E come degno esponente di questo genere, sono stato educato con un senso della famiglia particolarmente sviluppato. Se ci aggiungiamo che la mia è particolarmente tradizionalista, risulta facile capire come mai tenda a stabilire rapporti di tipo familiare con tutte le persone che mi stanno intorno. Tutte le persone che frequento, prima o poi si vedono affibbiare un qualche grado di parentela putativa.
Ecco perché, quando parlo del mio lavoro, lo chiamo “la mia famiglia adottiva”.
Vorrei dire che al lavoro mi trasformo e divento un’altra persona, clark kent e superman, batman e bruce wayne, peter parker e spiderman, ma, ahimè, non è vero. Al lavoro sono esattamente la stessa persona che sono a casa.
L’unica differenza è che la mia famiglia naturale vede il mio lato svaccato e pantofolaio, mentre la mia famiglia adottiva mi conosce in giacca e cravatta, precisino e sempre di corsa. Che può sembrare una gran differenza, ma lo è solo nella confezione. Il prodotto non cambia.
Personaggi della mia famiglia adottiva sono il Capo, la Zia, il Barba e l’Ariano.
Il Capo è un po’ la figura paterna dello studio, quello che ci insegna il lavoro, che è sempre di corsa, che ci molla i lavori noiosi che non ha voglia di fare e che ogni tanto ci da una pacca sulla spalla. Ci vuole bene, e anche lui è indeciso se trattarci come dipendenti, come amici o come figli sfaccendati a cui stare appresso.
La Zia è la nostra segretaria amministrativa. Per lei siamo proprio dei figli, ed è l’unica che ha il potere e l’autorità per rimproverare il Capo. Che sta zitto e incassa. Se non ci fosse la Zia, lo studio andrebbe in malora in un paio di settimane. Dello studio sa tutto, da dove sono le matite, passando per le pratiche per arrivare alle note spese. Se un giorno qualcuno di noi dovesse chiederle “sai mica dove ho messo i calzini?”, sono sicuro che risponderebbe “prova a guardare nel secondo cassetto a sinistra”.

→ Righe archiviate:
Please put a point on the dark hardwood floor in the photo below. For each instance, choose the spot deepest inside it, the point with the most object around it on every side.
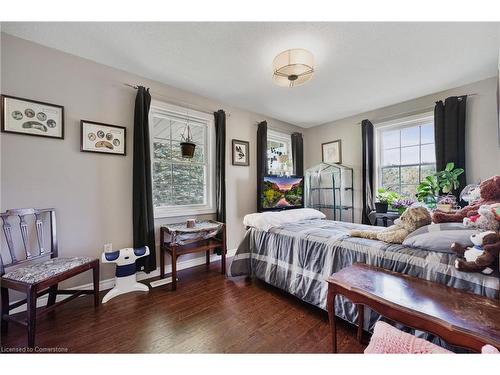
(207, 314)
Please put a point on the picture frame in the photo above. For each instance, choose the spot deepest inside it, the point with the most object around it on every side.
(331, 152)
(240, 152)
(103, 138)
(31, 117)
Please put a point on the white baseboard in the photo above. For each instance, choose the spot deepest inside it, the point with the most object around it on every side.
(110, 283)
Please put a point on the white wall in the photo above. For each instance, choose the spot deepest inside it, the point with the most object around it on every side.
(93, 192)
(482, 148)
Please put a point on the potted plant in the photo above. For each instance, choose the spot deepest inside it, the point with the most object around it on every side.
(445, 181)
(448, 178)
(428, 190)
(187, 146)
(446, 203)
(402, 203)
(384, 199)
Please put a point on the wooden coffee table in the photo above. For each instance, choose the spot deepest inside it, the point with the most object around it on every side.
(459, 317)
(175, 240)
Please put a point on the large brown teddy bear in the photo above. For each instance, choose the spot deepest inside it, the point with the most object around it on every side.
(412, 219)
(490, 194)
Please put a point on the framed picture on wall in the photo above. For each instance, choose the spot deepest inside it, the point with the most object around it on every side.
(102, 138)
(241, 152)
(31, 117)
(332, 152)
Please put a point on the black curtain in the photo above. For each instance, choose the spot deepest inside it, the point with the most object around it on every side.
(142, 195)
(220, 165)
(261, 160)
(449, 134)
(298, 154)
(367, 131)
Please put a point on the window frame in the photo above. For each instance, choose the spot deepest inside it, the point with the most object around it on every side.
(208, 207)
(399, 123)
(274, 135)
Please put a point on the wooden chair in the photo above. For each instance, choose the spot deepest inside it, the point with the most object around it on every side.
(40, 278)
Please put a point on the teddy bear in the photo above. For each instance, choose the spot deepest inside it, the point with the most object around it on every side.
(482, 257)
(412, 219)
(484, 220)
(490, 194)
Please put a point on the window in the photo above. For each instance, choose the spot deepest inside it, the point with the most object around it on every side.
(181, 186)
(406, 153)
(279, 153)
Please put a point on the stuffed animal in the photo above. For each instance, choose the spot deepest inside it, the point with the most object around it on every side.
(482, 257)
(490, 194)
(484, 220)
(412, 219)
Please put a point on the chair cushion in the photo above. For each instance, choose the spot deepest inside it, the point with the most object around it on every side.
(37, 272)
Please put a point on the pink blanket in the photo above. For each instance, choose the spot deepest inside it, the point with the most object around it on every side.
(389, 340)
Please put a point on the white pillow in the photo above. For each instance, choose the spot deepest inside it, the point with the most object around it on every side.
(273, 219)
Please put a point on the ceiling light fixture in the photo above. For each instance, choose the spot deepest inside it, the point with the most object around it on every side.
(293, 67)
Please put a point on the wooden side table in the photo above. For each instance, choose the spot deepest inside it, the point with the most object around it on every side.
(459, 317)
(177, 240)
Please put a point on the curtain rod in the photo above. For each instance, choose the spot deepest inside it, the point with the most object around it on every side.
(411, 113)
(179, 102)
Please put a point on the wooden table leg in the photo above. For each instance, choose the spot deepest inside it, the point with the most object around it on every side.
(174, 269)
(162, 262)
(52, 295)
(95, 276)
(5, 308)
(361, 320)
(330, 302)
(31, 319)
(223, 251)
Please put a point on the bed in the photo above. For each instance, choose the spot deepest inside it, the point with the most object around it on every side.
(297, 257)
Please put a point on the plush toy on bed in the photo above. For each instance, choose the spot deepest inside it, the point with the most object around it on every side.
(482, 257)
(485, 219)
(412, 219)
(490, 194)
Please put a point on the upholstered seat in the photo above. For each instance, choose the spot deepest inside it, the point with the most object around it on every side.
(35, 273)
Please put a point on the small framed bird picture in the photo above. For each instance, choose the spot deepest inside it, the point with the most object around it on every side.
(241, 152)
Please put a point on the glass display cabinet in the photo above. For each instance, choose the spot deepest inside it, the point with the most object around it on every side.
(329, 188)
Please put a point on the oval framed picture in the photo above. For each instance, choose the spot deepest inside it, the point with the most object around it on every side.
(31, 117)
(102, 138)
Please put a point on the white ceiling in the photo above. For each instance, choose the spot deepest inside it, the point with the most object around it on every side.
(359, 66)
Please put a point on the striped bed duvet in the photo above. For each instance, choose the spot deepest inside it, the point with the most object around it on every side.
(298, 257)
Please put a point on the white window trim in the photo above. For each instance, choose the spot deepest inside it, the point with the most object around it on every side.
(194, 209)
(400, 123)
(281, 137)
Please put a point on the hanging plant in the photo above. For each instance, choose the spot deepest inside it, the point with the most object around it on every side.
(187, 146)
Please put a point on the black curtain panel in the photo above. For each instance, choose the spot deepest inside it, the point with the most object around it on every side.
(261, 160)
(220, 165)
(142, 194)
(367, 131)
(449, 134)
(298, 154)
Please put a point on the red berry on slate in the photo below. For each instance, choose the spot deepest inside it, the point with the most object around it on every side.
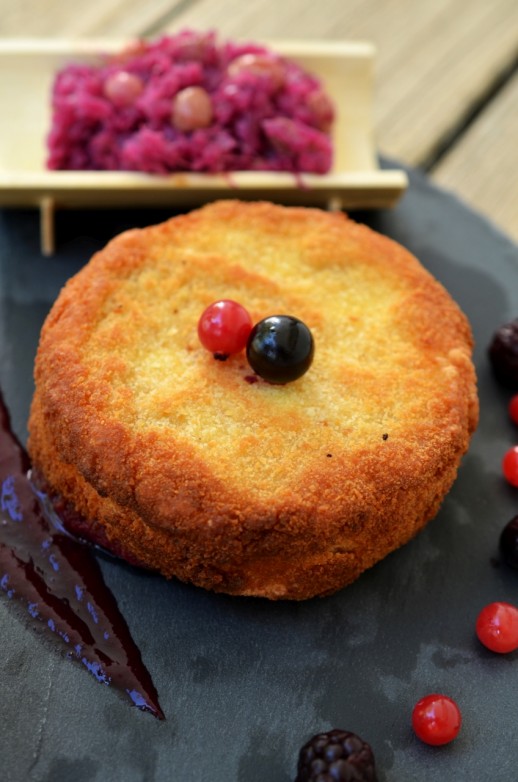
(436, 719)
(224, 328)
(497, 627)
(510, 465)
(503, 354)
(509, 543)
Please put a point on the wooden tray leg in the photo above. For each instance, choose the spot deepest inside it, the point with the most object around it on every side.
(47, 232)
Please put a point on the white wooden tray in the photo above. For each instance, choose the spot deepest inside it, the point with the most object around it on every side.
(27, 70)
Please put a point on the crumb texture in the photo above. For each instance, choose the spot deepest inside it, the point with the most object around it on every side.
(246, 487)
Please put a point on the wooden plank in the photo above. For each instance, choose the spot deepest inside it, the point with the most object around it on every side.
(96, 18)
(434, 59)
(482, 168)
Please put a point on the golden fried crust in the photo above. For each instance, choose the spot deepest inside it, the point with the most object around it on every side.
(247, 487)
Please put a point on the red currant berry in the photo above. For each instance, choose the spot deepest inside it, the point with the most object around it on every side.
(513, 408)
(510, 465)
(436, 719)
(123, 88)
(497, 627)
(224, 328)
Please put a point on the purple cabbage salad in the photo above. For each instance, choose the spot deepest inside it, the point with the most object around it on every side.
(187, 103)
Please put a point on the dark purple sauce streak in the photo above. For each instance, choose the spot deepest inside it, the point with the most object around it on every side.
(59, 582)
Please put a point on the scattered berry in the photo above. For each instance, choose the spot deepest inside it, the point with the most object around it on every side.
(513, 408)
(509, 543)
(497, 627)
(503, 354)
(510, 465)
(336, 756)
(192, 109)
(224, 327)
(436, 719)
(123, 88)
(280, 348)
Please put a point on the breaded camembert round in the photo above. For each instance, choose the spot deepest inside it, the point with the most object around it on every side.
(198, 468)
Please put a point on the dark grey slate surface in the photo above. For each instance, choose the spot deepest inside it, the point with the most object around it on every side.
(244, 682)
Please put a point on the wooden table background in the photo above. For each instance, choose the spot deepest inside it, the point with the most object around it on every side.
(446, 70)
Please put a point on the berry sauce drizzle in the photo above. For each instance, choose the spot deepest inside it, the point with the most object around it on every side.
(59, 582)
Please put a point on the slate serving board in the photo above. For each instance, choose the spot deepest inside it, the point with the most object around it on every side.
(244, 682)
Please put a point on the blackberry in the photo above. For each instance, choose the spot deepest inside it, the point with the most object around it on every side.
(503, 354)
(280, 348)
(336, 756)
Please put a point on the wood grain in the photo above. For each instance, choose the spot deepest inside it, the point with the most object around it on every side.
(483, 168)
(95, 18)
(433, 59)
(435, 62)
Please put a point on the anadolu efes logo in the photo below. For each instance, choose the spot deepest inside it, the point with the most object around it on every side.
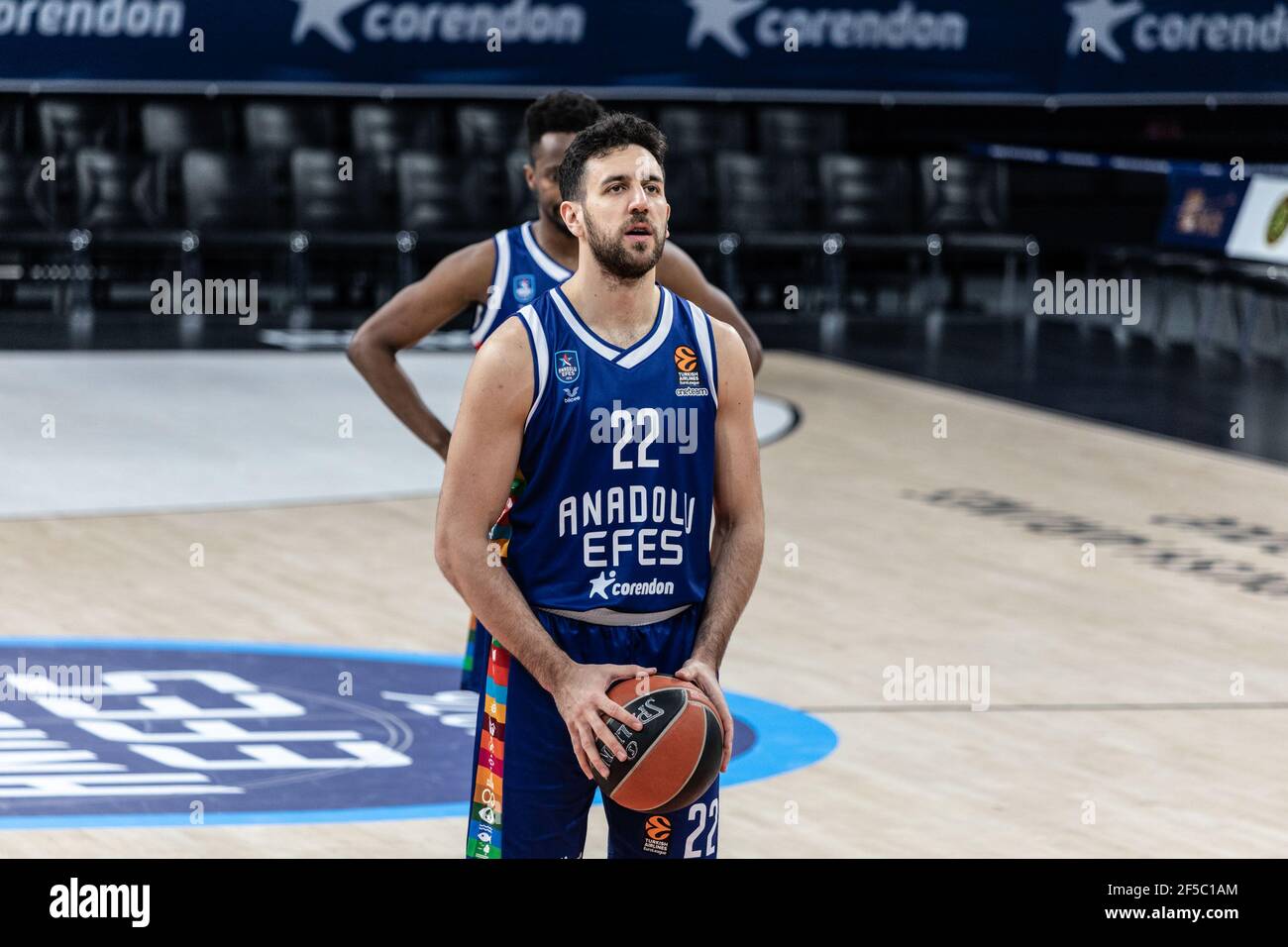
(215, 733)
(133, 18)
(1153, 29)
(415, 21)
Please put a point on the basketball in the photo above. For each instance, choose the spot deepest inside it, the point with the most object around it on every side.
(675, 758)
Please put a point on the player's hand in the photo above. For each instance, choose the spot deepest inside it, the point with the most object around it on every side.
(703, 676)
(580, 696)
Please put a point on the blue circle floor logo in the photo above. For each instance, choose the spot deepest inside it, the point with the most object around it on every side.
(161, 733)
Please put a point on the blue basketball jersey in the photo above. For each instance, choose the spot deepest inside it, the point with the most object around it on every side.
(618, 462)
(522, 272)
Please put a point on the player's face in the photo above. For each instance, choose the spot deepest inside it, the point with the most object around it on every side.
(625, 211)
(542, 175)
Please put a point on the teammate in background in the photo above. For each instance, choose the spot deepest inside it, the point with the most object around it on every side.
(520, 263)
(630, 415)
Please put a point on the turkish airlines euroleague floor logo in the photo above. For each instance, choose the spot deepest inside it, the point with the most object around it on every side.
(218, 733)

→ Consegna 1: Nel brano sulla famiglia adottiva, che ruolo ha la Zia nello studio?
→ Consegna 2: Scrivi il seguito del brano sulla famiglia adottiva, partendo dopo la sua ultima frase.
Le righe provengono da una fonte diversa.

→ Risultato finale 1: La Zia è la segretaria amministrativa dello studio.

→ Risultato finale 2:
Il Barba e l’Ariano sono i due membri junior dello studio, uno moro, barbuto, saputo e comunista, l’altro biondo, occhi azzurri, umile e praticamente un nazista. Formalmente sono i miei colleghi, anche se in maniera informale li definiamo “i ragazzi”. Con loro ho un rapporto un po’ particolare, in qualità di senior sono una specie di vice capo, e anche loro sono indecisi se trattarmi da collega, da amico o da superiore. Nel dubbio, si fa un po’ confusione di ruoli e si torna sullo stesso piano solo alla pausa sigaretta.
E con questo, ecco i comprimari della mia vita. Chiaramente ci sono le guest stars, come in ogni brava sit-com che si rispetti, ma per ora, quelli dei titoli di testa ci sono tutti.
CHI È IL MISTER
Mr Nice Guy: espressione inglese per indicare il "classico bravo ragazzo".
Il mio punto di vista è quello di una persona assolutamente normale. Sono il classico bravo ragazzo. Se ci fosse una definizione di bravo ragazzo medio, nel dizionario, beh, ci sarebbe la mia foto di fianco. Ma nella mia esperienza, essere un bravo ragazzo non ha vantaggi di sorta. Solo sfighe.
E questo è il mio punto di partenza.